#### [DATA UNDER STUDY]
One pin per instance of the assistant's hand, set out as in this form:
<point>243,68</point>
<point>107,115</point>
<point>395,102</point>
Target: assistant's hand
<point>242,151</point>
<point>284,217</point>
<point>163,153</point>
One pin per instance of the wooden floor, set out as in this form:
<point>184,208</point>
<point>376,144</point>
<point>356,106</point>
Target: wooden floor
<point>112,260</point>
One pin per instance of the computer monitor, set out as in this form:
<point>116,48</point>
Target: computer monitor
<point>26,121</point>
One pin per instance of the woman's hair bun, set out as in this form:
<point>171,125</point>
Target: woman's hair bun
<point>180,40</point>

#### [WORK ORDER]
Show each line of the material that includes the string "form" by copying it.

#### [THE COMPLETED TASK]
One pin per instance of the assistant's hand, set out as in this form:
One pin per instance of the wooden floor, set out as in this form:
One pin per instance of the computer monitor, set out as in this form:
One pin per instance of the woman's hair bun, set out as in this form:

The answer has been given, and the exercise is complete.